* [Data for processing]:
■ ■ ■ ■ ■ ■ ■

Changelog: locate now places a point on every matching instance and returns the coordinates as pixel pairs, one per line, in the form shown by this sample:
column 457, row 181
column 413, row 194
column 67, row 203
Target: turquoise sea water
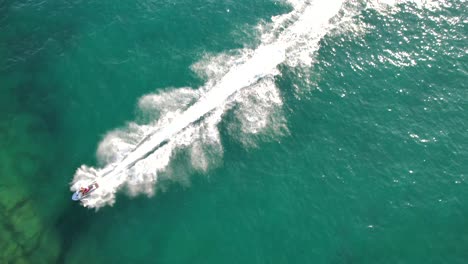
column 368, row 164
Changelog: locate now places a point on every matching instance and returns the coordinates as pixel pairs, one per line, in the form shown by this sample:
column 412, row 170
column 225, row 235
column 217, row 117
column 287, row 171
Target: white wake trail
column 135, row 155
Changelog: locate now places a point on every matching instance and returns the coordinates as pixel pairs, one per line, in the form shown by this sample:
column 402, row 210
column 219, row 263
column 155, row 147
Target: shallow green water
column 372, row 170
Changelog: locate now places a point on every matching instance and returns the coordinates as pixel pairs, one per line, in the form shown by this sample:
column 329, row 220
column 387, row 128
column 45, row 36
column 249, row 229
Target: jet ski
column 84, row 192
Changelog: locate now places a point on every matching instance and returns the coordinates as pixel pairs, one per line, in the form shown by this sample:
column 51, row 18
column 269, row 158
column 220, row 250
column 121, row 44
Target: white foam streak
column 189, row 118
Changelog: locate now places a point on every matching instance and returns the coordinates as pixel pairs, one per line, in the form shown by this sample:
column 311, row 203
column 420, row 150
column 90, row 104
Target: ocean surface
column 248, row 131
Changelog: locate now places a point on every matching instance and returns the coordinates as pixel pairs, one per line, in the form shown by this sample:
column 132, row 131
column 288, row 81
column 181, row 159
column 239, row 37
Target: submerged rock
column 25, row 236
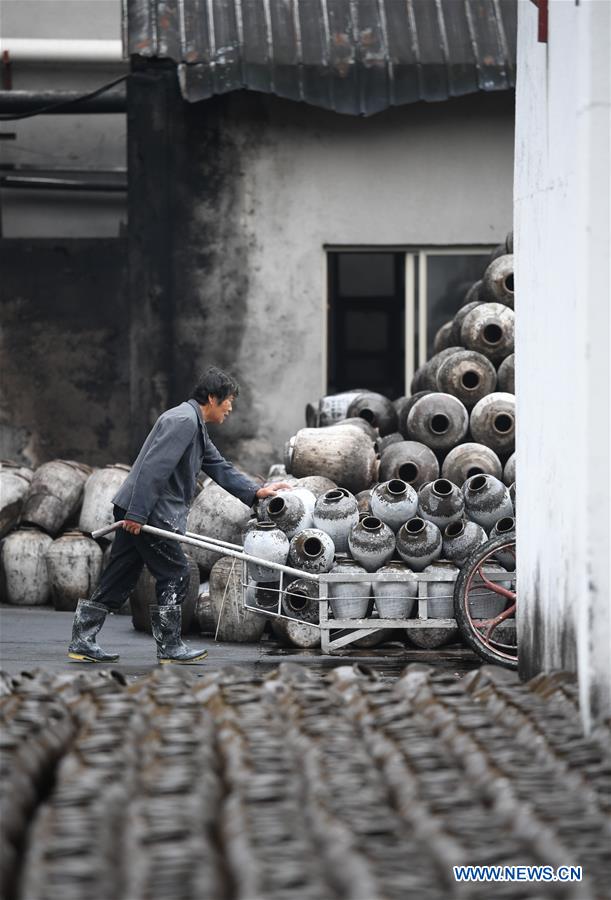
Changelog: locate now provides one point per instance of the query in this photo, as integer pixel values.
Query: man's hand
(271, 489)
(132, 527)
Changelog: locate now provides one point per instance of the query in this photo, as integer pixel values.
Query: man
(158, 492)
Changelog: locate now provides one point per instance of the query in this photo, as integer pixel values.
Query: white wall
(562, 196)
(92, 141)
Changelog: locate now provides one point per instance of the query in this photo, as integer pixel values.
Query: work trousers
(130, 553)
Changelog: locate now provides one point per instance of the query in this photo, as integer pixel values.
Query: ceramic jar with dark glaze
(376, 409)
(489, 329)
(419, 543)
(349, 599)
(440, 502)
(394, 502)
(311, 550)
(438, 420)
(411, 461)
(467, 375)
(506, 375)
(346, 455)
(372, 543)
(493, 422)
(395, 599)
(470, 459)
(300, 600)
(460, 539)
(497, 283)
(266, 541)
(486, 500)
(336, 513)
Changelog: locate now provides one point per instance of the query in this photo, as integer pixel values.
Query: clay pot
(266, 541)
(349, 600)
(394, 502)
(298, 634)
(439, 420)
(460, 539)
(486, 500)
(505, 527)
(428, 379)
(55, 494)
(489, 329)
(25, 570)
(99, 490)
(493, 422)
(411, 461)
(497, 283)
(443, 337)
(440, 502)
(470, 459)
(466, 375)
(300, 600)
(145, 595)
(506, 375)
(345, 455)
(311, 550)
(263, 595)
(395, 599)
(74, 564)
(375, 409)
(336, 513)
(440, 604)
(372, 543)
(234, 622)
(403, 412)
(419, 543)
(218, 514)
(14, 486)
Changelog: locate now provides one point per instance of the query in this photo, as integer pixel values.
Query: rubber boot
(88, 619)
(166, 622)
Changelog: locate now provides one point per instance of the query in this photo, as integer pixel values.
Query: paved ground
(37, 637)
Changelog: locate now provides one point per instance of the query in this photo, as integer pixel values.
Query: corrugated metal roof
(351, 56)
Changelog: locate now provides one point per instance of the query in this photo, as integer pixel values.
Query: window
(384, 308)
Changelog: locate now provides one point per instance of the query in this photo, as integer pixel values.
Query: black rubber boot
(166, 622)
(88, 619)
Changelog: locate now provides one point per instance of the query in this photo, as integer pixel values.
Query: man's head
(215, 393)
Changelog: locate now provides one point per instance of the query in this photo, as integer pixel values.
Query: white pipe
(60, 50)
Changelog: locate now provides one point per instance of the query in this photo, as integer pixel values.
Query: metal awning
(352, 56)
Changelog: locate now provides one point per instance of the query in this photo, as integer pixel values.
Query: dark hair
(215, 382)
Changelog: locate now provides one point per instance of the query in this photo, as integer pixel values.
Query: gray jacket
(161, 485)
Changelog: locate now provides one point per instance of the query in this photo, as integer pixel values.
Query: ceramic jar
(411, 461)
(395, 599)
(372, 543)
(265, 541)
(489, 329)
(438, 420)
(470, 459)
(486, 500)
(460, 539)
(440, 502)
(493, 422)
(336, 513)
(394, 502)
(419, 543)
(349, 599)
(467, 375)
(311, 550)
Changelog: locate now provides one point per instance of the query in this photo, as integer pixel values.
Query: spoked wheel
(482, 605)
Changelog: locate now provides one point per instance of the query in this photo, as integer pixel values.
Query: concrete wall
(64, 351)
(264, 184)
(562, 193)
(93, 142)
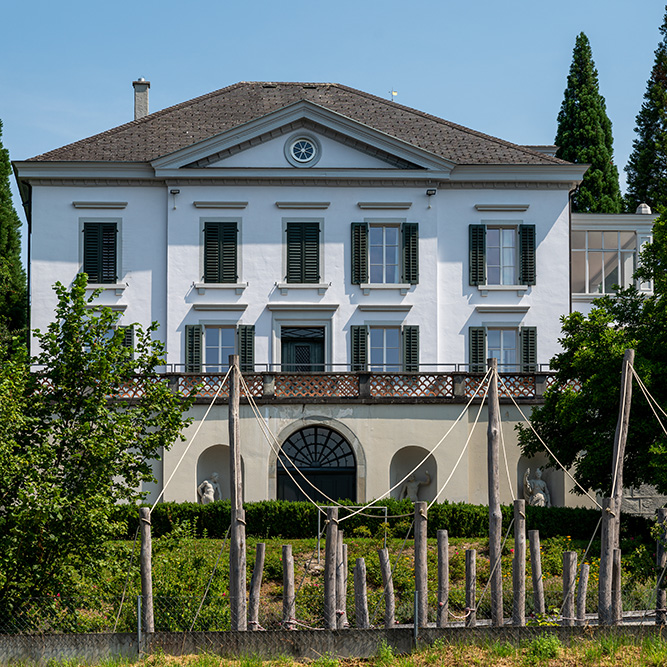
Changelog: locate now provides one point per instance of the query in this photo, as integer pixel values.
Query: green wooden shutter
(528, 337)
(303, 252)
(359, 253)
(359, 337)
(477, 349)
(246, 347)
(527, 268)
(193, 348)
(220, 252)
(410, 241)
(410, 335)
(99, 251)
(477, 254)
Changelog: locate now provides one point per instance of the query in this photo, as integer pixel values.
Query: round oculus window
(303, 150)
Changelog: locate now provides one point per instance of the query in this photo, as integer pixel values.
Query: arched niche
(404, 461)
(216, 459)
(554, 478)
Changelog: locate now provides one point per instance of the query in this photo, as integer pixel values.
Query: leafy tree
(68, 452)
(13, 303)
(647, 165)
(584, 135)
(578, 418)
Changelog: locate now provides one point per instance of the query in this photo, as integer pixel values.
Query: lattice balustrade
(414, 386)
(317, 386)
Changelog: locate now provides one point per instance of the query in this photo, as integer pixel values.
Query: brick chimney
(141, 87)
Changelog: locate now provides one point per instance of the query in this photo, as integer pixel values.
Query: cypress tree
(584, 135)
(647, 165)
(13, 307)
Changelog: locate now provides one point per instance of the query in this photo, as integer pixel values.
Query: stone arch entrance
(325, 458)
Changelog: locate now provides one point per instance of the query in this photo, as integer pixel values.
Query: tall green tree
(13, 302)
(69, 453)
(584, 135)
(647, 165)
(578, 418)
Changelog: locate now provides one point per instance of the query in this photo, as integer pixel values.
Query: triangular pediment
(267, 143)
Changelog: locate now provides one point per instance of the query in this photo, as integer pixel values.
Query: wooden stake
(536, 568)
(605, 610)
(421, 563)
(581, 594)
(443, 579)
(360, 599)
(388, 586)
(661, 562)
(569, 584)
(147, 619)
(495, 516)
(237, 552)
(519, 565)
(620, 438)
(471, 588)
(289, 600)
(616, 591)
(256, 585)
(330, 552)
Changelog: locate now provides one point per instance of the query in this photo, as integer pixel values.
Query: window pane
(579, 272)
(578, 239)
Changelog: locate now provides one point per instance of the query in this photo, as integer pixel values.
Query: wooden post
(661, 562)
(388, 585)
(620, 438)
(237, 552)
(495, 516)
(341, 583)
(147, 620)
(519, 565)
(536, 568)
(330, 553)
(256, 585)
(471, 588)
(616, 591)
(581, 593)
(421, 563)
(443, 579)
(360, 600)
(605, 610)
(569, 584)
(289, 601)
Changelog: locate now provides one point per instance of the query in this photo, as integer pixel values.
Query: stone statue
(536, 491)
(207, 490)
(411, 487)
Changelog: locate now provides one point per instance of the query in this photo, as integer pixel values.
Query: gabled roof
(177, 127)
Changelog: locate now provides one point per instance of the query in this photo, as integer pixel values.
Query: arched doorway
(325, 457)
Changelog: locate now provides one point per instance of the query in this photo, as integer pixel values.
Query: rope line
(201, 423)
(544, 444)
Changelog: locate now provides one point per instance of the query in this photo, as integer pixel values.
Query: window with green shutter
(220, 252)
(100, 252)
(359, 338)
(303, 252)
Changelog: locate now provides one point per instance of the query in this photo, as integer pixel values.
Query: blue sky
(497, 67)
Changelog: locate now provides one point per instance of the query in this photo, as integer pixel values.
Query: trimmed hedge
(295, 520)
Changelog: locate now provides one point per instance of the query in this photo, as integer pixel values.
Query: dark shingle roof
(177, 127)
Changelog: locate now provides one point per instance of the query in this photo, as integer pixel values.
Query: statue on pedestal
(207, 490)
(536, 491)
(411, 487)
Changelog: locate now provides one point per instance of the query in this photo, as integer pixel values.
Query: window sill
(118, 287)
(286, 287)
(519, 289)
(403, 288)
(237, 287)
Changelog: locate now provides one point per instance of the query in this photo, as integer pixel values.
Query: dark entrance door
(325, 458)
(302, 349)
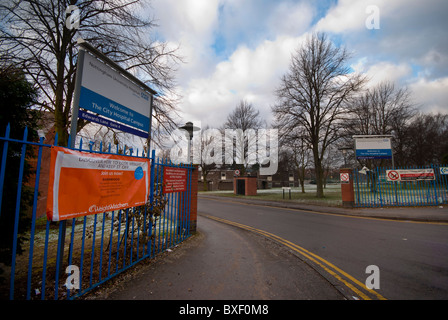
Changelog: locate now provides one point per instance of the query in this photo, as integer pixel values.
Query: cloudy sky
(238, 49)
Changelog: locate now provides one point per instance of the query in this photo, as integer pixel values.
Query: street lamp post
(190, 129)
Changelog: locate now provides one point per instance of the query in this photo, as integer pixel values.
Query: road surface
(411, 257)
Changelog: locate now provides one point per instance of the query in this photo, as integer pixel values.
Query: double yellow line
(353, 284)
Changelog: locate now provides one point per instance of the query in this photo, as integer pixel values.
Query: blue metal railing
(374, 189)
(101, 246)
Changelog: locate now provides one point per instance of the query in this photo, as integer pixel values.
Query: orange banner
(174, 179)
(83, 183)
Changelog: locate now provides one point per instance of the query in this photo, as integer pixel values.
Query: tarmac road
(221, 262)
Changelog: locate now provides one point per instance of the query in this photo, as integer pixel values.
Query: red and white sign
(174, 179)
(345, 177)
(83, 183)
(410, 175)
(393, 175)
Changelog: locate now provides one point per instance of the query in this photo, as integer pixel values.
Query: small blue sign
(374, 154)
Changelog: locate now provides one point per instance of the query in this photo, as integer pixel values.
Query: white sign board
(106, 92)
(373, 148)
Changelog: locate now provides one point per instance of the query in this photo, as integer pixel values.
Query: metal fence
(384, 186)
(40, 258)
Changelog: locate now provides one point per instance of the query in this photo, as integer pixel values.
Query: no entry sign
(345, 177)
(410, 175)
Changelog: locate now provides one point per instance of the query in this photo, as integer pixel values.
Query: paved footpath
(221, 262)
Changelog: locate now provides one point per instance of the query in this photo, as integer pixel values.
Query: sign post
(373, 147)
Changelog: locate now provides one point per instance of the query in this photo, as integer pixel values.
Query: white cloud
(431, 95)
(258, 38)
(383, 71)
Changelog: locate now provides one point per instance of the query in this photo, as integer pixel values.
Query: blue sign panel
(111, 124)
(374, 154)
(97, 103)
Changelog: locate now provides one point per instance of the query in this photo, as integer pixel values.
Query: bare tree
(242, 122)
(207, 152)
(381, 110)
(295, 143)
(425, 140)
(35, 36)
(313, 95)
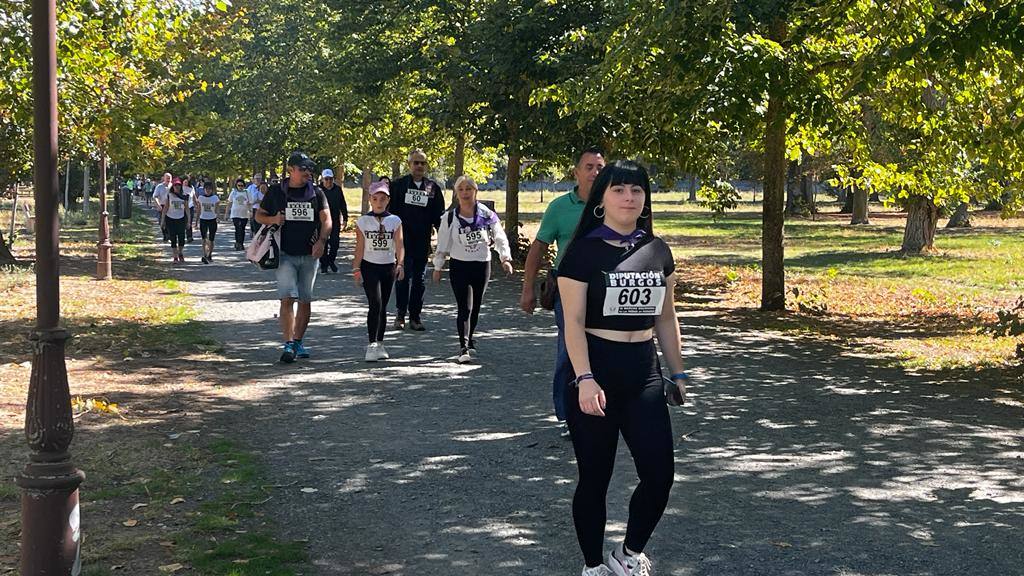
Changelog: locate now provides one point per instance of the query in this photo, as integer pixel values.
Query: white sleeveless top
(176, 206)
(378, 236)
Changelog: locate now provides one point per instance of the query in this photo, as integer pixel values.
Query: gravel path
(797, 457)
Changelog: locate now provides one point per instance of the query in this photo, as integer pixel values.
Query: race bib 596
(299, 211)
(634, 293)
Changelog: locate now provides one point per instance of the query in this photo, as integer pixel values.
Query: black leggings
(631, 377)
(176, 230)
(208, 229)
(378, 280)
(240, 230)
(469, 281)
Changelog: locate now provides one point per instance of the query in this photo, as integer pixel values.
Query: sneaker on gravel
(288, 355)
(624, 565)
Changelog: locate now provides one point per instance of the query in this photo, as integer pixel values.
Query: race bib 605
(634, 293)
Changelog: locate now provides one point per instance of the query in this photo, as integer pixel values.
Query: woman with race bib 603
(378, 262)
(616, 283)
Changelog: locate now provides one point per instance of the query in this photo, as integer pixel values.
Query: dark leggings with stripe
(630, 375)
(469, 281)
(378, 280)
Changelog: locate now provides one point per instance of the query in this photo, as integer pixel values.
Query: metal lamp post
(50, 534)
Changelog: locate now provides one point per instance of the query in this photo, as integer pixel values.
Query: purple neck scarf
(605, 233)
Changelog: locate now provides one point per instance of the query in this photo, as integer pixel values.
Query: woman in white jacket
(468, 232)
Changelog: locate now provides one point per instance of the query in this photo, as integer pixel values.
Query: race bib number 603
(634, 293)
(299, 211)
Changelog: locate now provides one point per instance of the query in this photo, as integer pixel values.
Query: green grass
(215, 545)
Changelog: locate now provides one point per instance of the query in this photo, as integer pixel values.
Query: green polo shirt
(560, 220)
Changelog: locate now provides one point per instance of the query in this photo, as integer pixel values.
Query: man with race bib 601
(419, 201)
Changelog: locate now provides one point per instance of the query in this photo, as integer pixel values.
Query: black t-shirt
(336, 200)
(626, 288)
(302, 225)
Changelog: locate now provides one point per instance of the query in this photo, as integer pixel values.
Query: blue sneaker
(288, 356)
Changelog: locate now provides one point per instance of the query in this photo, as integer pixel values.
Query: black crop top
(625, 288)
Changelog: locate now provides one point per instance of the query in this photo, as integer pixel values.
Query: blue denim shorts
(296, 276)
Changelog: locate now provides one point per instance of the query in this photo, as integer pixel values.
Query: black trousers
(176, 230)
(377, 283)
(631, 378)
(208, 229)
(469, 281)
(410, 290)
(331, 249)
(240, 230)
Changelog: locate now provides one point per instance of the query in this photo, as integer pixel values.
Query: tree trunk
(859, 201)
(13, 211)
(512, 199)
(848, 201)
(772, 254)
(460, 156)
(922, 217)
(85, 189)
(962, 217)
(368, 178)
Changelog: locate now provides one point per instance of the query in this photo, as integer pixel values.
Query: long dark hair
(619, 172)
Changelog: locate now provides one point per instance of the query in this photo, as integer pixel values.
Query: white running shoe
(638, 565)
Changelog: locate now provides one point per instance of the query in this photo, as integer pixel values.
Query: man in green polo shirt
(557, 225)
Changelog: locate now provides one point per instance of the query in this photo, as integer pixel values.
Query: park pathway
(796, 457)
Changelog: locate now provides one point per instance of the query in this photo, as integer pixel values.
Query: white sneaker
(638, 565)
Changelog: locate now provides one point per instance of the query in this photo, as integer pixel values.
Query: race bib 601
(634, 293)
(417, 197)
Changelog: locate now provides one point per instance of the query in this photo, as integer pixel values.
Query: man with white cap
(339, 217)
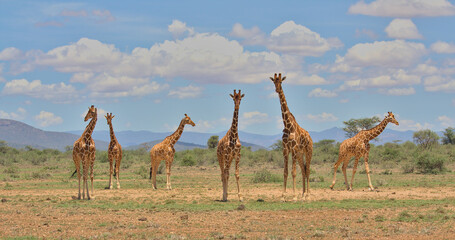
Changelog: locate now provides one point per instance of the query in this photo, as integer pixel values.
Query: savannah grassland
(415, 197)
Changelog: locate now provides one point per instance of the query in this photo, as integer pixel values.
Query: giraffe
(296, 141)
(165, 151)
(358, 147)
(84, 153)
(114, 153)
(229, 149)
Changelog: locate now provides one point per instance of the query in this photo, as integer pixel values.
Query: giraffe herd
(296, 141)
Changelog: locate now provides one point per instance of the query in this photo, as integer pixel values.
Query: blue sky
(149, 62)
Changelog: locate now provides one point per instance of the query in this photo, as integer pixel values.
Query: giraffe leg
(367, 168)
(354, 170)
(285, 175)
(237, 175)
(117, 170)
(294, 173)
(308, 155)
(335, 168)
(111, 170)
(344, 167)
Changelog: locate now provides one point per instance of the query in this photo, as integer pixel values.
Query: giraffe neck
(89, 129)
(374, 132)
(234, 135)
(286, 114)
(111, 131)
(176, 135)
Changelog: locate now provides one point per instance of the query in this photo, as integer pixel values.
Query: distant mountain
(19, 135)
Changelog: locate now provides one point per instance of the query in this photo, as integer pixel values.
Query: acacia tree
(449, 136)
(353, 126)
(426, 139)
(212, 142)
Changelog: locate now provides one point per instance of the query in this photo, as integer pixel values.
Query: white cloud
(398, 91)
(443, 47)
(395, 54)
(103, 15)
(254, 117)
(46, 119)
(319, 92)
(18, 115)
(292, 38)
(11, 53)
(186, 92)
(406, 125)
(446, 121)
(323, 117)
(402, 29)
(178, 29)
(289, 38)
(398, 78)
(59, 93)
(253, 36)
(404, 8)
(437, 83)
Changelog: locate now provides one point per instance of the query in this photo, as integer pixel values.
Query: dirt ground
(28, 212)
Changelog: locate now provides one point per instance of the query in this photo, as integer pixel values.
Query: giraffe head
(277, 80)
(391, 118)
(237, 97)
(187, 120)
(109, 118)
(91, 113)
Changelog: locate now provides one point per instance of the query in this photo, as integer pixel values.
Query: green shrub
(428, 163)
(265, 176)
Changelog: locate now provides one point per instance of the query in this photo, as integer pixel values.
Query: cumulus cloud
(288, 38)
(178, 29)
(18, 115)
(438, 83)
(319, 92)
(398, 91)
(404, 8)
(403, 29)
(443, 47)
(186, 92)
(397, 53)
(46, 119)
(323, 117)
(59, 93)
(398, 78)
(446, 121)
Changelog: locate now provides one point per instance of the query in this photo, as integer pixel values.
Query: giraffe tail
(75, 171)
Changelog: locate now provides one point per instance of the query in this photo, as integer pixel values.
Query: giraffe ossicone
(229, 148)
(165, 151)
(296, 141)
(84, 153)
(114, 153)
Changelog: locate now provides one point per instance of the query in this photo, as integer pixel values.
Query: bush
(430, 164)
(265, 176)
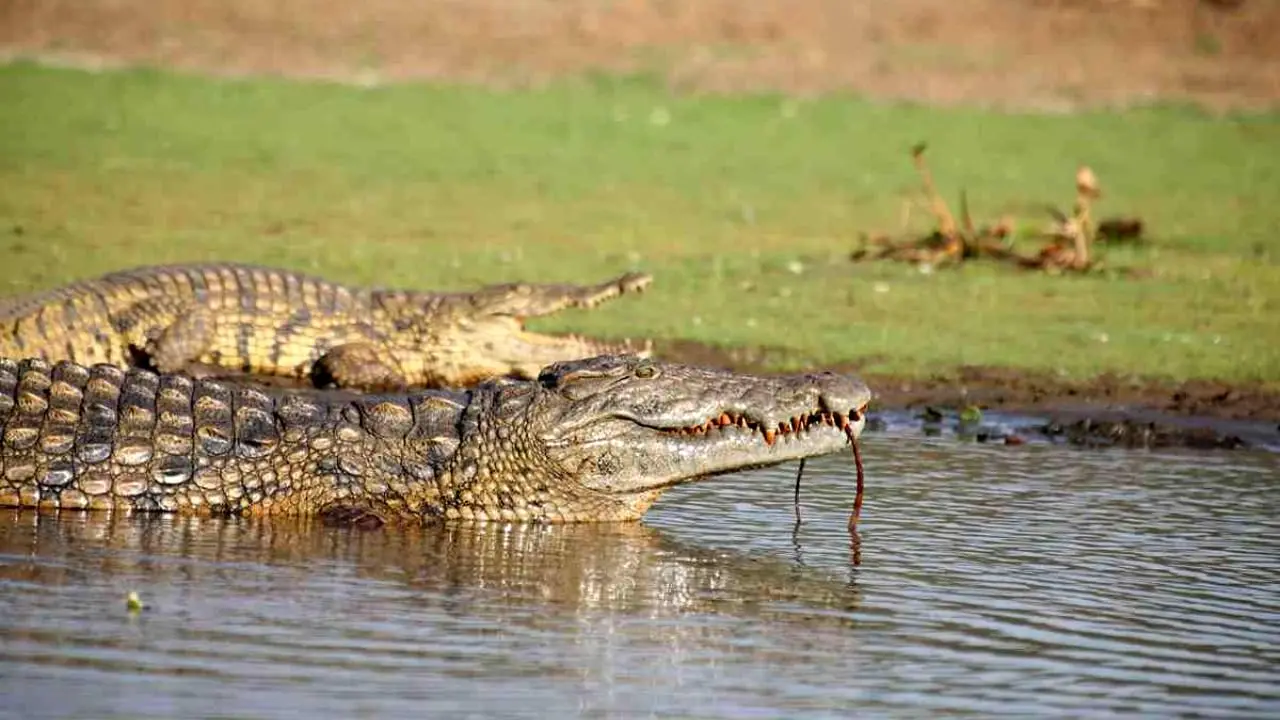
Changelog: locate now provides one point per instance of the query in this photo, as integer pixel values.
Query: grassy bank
(744, 208)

■ ■ ■ ■ ■ ■ ■

* [What you will do]: From the records above, copy out the line with "column 220, row 250", the line with "column 311, row 203", and every line between them, word for word.

* [Task output]:
column 220, row 250
column 121, row 44
Target: white foam streak
column 189, row 118
Changelog: locate now places a point on every matching instance and returns the coordinates as pixel pairs, one per line, in the form shown by this sample:
column 311, row 203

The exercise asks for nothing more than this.